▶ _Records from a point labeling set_

— begin —

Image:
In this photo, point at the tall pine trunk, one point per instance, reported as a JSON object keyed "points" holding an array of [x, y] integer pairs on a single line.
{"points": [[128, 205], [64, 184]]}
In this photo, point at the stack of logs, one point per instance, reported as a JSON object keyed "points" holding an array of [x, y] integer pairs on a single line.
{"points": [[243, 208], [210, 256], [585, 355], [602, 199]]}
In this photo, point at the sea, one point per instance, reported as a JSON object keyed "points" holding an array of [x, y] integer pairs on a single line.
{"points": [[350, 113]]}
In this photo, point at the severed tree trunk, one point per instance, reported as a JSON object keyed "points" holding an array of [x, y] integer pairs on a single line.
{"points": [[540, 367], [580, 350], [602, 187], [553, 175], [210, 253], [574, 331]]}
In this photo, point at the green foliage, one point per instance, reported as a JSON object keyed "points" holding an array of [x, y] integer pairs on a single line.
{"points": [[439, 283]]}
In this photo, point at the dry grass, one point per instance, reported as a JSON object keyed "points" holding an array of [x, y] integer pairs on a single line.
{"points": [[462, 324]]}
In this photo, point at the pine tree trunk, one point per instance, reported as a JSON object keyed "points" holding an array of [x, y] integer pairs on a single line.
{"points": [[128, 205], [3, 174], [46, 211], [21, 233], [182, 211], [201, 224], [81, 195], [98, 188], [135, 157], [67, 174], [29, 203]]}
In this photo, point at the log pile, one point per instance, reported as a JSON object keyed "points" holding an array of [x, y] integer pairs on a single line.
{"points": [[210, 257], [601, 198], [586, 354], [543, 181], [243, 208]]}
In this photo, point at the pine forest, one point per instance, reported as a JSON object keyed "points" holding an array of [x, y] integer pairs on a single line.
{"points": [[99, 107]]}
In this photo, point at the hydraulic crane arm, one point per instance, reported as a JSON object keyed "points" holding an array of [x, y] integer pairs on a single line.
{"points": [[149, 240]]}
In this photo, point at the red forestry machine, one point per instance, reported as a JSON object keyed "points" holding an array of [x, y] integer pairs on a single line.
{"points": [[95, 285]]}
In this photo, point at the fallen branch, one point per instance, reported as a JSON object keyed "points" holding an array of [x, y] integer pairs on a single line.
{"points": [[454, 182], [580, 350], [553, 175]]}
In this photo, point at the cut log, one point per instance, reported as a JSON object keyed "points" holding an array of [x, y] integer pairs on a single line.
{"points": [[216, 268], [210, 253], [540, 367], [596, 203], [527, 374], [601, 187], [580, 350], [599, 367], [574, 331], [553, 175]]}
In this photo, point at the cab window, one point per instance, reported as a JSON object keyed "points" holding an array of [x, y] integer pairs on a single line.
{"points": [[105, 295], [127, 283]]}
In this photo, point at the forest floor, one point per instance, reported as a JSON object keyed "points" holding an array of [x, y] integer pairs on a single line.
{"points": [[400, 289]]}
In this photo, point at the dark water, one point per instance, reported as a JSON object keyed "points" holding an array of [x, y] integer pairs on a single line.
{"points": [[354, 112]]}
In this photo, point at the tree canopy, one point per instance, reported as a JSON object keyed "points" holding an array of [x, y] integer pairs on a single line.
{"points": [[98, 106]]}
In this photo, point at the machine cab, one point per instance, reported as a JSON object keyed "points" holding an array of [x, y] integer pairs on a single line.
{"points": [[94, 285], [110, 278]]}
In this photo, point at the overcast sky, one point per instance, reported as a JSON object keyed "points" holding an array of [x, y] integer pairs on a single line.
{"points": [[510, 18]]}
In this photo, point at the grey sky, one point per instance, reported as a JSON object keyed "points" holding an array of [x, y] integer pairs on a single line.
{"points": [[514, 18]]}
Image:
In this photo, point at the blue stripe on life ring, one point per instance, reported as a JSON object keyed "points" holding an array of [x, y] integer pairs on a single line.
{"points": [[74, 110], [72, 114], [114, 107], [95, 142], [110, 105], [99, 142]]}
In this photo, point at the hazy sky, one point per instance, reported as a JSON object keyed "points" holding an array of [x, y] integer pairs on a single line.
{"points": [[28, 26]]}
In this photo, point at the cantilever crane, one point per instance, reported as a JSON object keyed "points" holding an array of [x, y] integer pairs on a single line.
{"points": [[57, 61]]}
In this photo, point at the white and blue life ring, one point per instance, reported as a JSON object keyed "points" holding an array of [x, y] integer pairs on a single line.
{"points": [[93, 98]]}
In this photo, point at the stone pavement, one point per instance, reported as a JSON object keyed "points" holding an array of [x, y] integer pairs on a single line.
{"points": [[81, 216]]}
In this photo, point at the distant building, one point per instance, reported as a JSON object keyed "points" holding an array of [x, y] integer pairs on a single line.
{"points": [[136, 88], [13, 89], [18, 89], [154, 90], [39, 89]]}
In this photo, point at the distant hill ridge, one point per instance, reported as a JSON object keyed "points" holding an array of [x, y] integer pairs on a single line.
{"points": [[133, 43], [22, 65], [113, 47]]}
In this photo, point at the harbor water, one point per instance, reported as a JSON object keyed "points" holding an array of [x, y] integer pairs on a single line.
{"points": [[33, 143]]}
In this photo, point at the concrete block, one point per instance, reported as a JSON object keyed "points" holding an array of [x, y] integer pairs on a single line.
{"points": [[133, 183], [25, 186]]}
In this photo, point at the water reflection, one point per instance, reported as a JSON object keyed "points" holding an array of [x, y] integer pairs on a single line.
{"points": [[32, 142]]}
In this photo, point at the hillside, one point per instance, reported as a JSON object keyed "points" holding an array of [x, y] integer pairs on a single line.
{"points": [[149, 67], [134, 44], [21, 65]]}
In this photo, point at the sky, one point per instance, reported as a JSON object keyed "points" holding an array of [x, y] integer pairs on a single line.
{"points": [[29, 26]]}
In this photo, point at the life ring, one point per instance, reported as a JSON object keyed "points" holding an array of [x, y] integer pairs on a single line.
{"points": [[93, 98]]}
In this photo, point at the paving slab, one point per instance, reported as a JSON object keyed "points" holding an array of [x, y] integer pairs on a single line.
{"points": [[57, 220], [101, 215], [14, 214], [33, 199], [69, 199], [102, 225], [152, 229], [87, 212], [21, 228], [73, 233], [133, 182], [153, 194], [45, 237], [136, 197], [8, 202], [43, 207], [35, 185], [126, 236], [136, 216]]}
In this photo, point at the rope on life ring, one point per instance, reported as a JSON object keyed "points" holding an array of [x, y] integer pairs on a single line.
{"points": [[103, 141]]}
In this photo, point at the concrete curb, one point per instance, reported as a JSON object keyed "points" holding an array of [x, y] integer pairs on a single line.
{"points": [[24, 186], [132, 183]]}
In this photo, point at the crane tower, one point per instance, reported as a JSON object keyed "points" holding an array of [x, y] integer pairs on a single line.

— end —

▶ _Task requirements_
From the line with "In this photo, point at the hillside, one" to the last line of the material, give every line again exactly, and only those lines.

▶ _Right answer_
In this photo, point at the hillside, one point per instance, reported as a JSON object keyed "points" holding an array of [x, y] integer pairs on a single line.
{"points": [[149, 67], [134, 44], [21, 65]]}
In this photo, point at the sky, one point per instance, reported as a JSON object keyed "points" holding an array of [x, y] integer pairs on a single line.
{"points": [[29, 26]]}
In this photo, point at the life ring, one point per instance, reported as a JSON object keyed "points" holding an array of [x, y] integer pairs on a single line.
{"points": [[93, 98]]}
In this photo, point at the paving slab, one point per instance, reported as a JSON object keyed "points" holding an array of [x, y] integer pairs on a single line.
{"points": [[57, 220], [101, 215], [14, 214], [33, 199], [69, 199], [102, 225], [152, 229], [87, 212], [21, 228], [73, 233], [133, 182], [153, 194], [45, 237], [136, 197], [8, 202], [43, 207], [35, 185], [126, 236], [136, 216]]}
In this photo, point at the rope on life ring, one point per instance, reported as a JSON object keyed "points" holding an array of [x, y] integer pairs on a single line.
{"points": [[103, 141]]}
In this photo, point at the concrete curb, one point per instance, reported as a JSON object keyed "points" holding an array of [x, y] integer pairs on a single line.
{"points": [[24, 186], [132, 183]]}
In this photo, point at the crane tower, one point per instance, reported as a JSON object keyed "points" holding an array of [x, y] integer pairs on a single line.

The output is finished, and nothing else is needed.